Tarefas —
**a)** No artigo sobre os jovens e a expressão “espiritual, mas não religioso”, a que os jovens se mostram abertos, segundo o documento final do encontro pré-sinodal de 2018?
**b)** Prossiga o artigo sobre os jovens e a expressão “espiritual, mas não religioso” a partir da última frase.

Página —
07 Mai 2022
“Ainda tenho esperança de que o catolicismo em geral e as várias tradições espirituais dentro dele (como a tradição franciscana) possam oferecer recursos para construção de sentido e pertencimento religioso para mulheres e homens contemporâneos. Que tantos jovens continuem a reconhecer uma dimensão espiritual em suas vidas é um sinal de esperança de que eles também estão buscando a linguagem e as estruturas que as tradições religiosas podem fornecer”, escreve Daniel P. Horan, franciscano estadunidense, diretor do Centro de Espiritualidade e professor de Filosofia, Estudos Religiosos e Teologia no Saint Mary’s College, nos Estados Unidos, em artigo publicado por National Catholic Reporter, 04-05-2022. A tradução é de Wagner Fernandes de Azevedo.
Líderes da Igreja muitas vezes se contorcem de medo de que reter a condenação pública de indivíduos sobre sexualidade, política, comunhão ou alguma outra questão possa ser a fonte potencial de “escândalo” para os fiéis. No entanto, muitos jovens adultos, católicos filiados e não filiados, regularmente apontam para tais condenações – particularmente quando estas visam os mais vulneráveis e marginalizados – como o verdadeiro obstáculo à fé em geral e a filiação religiosa em particular.
O encontro pré-sinodal de 2018 de jovens em todo o mundo carrega o testemunho disso. O documento final, composto pelos próprios jovens à convite do Papa Francisco para o Sínodo dos Bispos sobre os jovens, diz: “Muitos jovens perderam a confiança nas instituições, deixando suas religiões organizadas e não veem a si como ‘religiosos’. No entanto, os jovens são abertos ao espiritual”.
Eles acrescentam: “os escândalos atribuídos à Igreja afetam a confiança dos jovens na Igreja e nas instituições tradicionais que pertencem a ela”.
Pelo menos nos últimos quatro anos desde que o documento fora publicado, e talvez até mais, eu tenho pensado sobre a expressão “espiritual, mas não religioso”. Parte disso tem a ver com a minha identidade como ministro pastoral, um frei franciscano e padre católico. Nessa função, eu estava inicialmente inclinado como muitos outros ministros ordenados e leigos comprometidos em servir à Igreja para ser pessimista e ver tais frases como os bichos-papões perenes de nosso tempo: individualismo, relativismo, consumismo e assim por diante.
Eu admito que isso me preocupou um pouco e aparentou ser um sinal de que um número crescente de pessoas – especialmente jovens – estavam rejeitando uma tradição e uma instituição que eu me preocupava profundamente.
Ao mesmo tempo, eu também estava procurando em pesquisas sociológicas a autoidentificação do número crescente de pessoas através das lentes de um teólogo e estudioso da espiritualidade. E a combinação da minha avaliação acadêmica profissional e ministério pastoral com os jovens começou a me levar a uma perspectiva muito diferente, até mais otimista.

Bloco de dados —
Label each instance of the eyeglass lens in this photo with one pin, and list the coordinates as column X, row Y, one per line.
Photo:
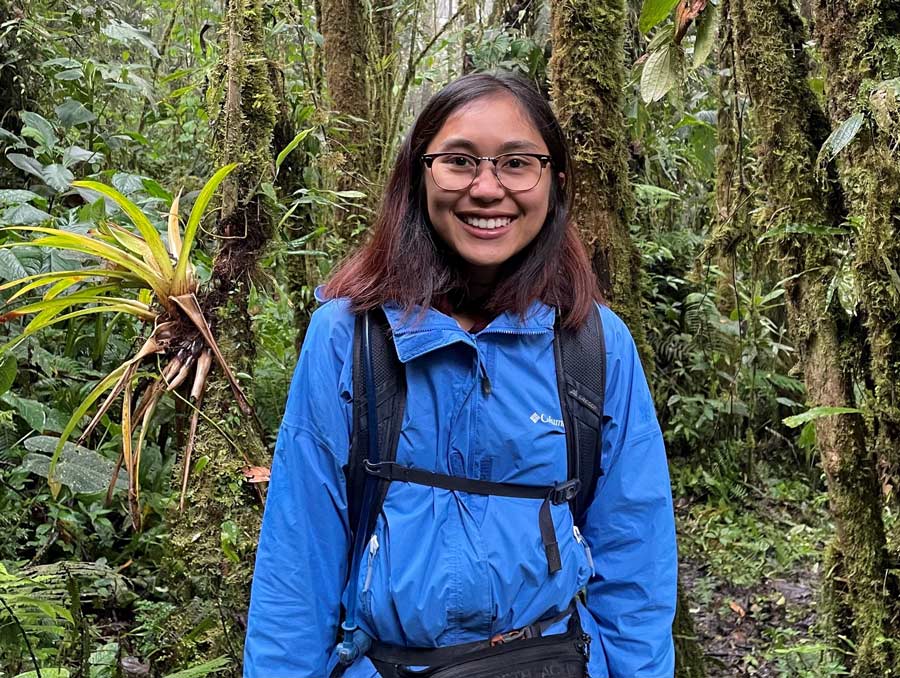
column 515, row 172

Respostas esperadas —
**a)** Ao espiritual.

**b)**
Por muito tempo, pastores e pais preocupavam-se com a rejeição ostensiva do “que é religioso”, essa segunda parte da frase de autoidentificação, a qual prenuncia coisas ruins para instituições tradicionais de pertencimento religiosos. Para muitas pessoas, isso é visto como o ponto mais importante na frase, se sobrepondo ao que é, a meu ver, muito mais significativo.
E se nos concentrarmos primeiro no abraço da identidade como “espiritual”?
E se nosso ponto de partida para pensar sobre o que significa ser uma pessoa em comunhão com Deus, consigo mesmo e com o mundo não se reduzisse a expressões externas de pertencimento institucional, mas começasse com atenção à capacidade inerente do ser humano para Deus?
Lembro-me de algo dito pelo Missionário Oblato de Maria Imaculada, padre Ronald Rolheiser, no início de seu livro “The Holy Longing: The Search for a Christian Spirituality”: “A espiritualidade não é algo à margem, uma opção para aqueles com uma inclinação particular. Nenhum de nós tem escolha. Todos têm uma espiritualidade, seja vivificante ou destrutiva”.
Seguindo a tradição de Santo Agostinho de Hipona, Rolheiser prossegue dizendo corretamente que a espiritualidade é outra maneira de descrever o desejo intrínseco ou paixão com que fomos criados pelo divino. Rolheiser acrescenta:
“Portanto, a espiritualidade não é sobre escolher serenamente ou racionalmente escolher certas atividades espirituais como ir à igreja, orar ou meditar, ler livros espirituais ou partir em alguma busca espiritual explícita. É muito mais básico do que isso. Muito antes de fazermos qualquer coisa religiosa, temos que fazer algo sobre o fogo que queima dentro de nós. O que fazemos com esse fogo, como o canalizamos, é nossa espiritualidade”.
Todos os humanos anseiam por relacionamento com Deus, mas nem todos acham que as formas tradicionais de pertencimento institucional apoiam, aprofundam ou sustentam uma vida espiritual de oração e ação de acordo com a revelação de Deus em Jesus Cristo. Infelizmente, até mesmo irritantemente, às vezes a instituição – e os membros e líderes que se identificam com ela – realmente cria impedimentos para uma vida autêntica de fé e relacionamento com Deus.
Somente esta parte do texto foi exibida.